(JOBS):
1) Summarize the excerpt on probability distributions below in two sentences.
2) Translate this sentence from the excerpt on probability distributions below into Spanish: "The remaining service time has the same distribution regardless of how long service has already taken."

The standard normal $Z \sim \mathcal{N}(0, 1)$ arises from standardising: $Z = (X - \mu)/\sigma$.
### Poisson Distribution
$$X \sim \text{Poisson}(\lambda) \quad P(X = k) = \frac{e^{-\lambda} \lambda^k}{k!}$$
Models the number of events in a fixed time interval, given a constant average rate
$\lambda$. Memoryless between events.
**OR use:** Customer arrivals per hour, orders per day, machine failures per week.
### Exponential Distribution
$$X \sim \text{Exp}(\lambda) \quad f(x) = \lambda e^{-\lambda x}, \quad x \geq 0$$
Models the *time between* Poisson-process events. Mean = $1/\lambda$.
**Key property — memorylessness:** $P(X > s + t \mid X > s) = P(X > t)$.
The remaining service time has the same distribution regardless of how long service
has already taken. This property makes it analytically tractable in queueing models.

(MATERIAL SUPPLIED):
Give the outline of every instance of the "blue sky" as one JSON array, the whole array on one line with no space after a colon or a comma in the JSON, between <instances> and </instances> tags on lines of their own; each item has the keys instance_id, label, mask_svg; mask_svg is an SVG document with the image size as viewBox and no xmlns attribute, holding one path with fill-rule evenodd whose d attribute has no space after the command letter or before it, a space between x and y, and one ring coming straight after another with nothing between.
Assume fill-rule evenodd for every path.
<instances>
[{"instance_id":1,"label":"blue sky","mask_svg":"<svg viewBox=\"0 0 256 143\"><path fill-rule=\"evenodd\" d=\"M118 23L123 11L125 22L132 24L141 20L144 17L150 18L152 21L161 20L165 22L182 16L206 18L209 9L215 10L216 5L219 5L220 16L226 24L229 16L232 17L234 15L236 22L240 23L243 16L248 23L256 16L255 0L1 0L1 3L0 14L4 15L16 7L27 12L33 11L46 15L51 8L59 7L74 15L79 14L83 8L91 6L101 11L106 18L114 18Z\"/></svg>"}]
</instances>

(TASK-BY-TASK ANSWERS):
1) The Poisson distribution models the number of events occurring in a fixed time interval at a constant average rate λ, with uses such as customer arrivals per hour, orders per day, and machine failures per week. The exponential distribution models the time between Poisson-process events, has mean 1/λ, and is memoryless, a property that makes it analytically tractable in queueing models.

2) El tiempo de servicio restante tiene la misma distribución independientemente de cuánto tiempo haya durado ya el servicio.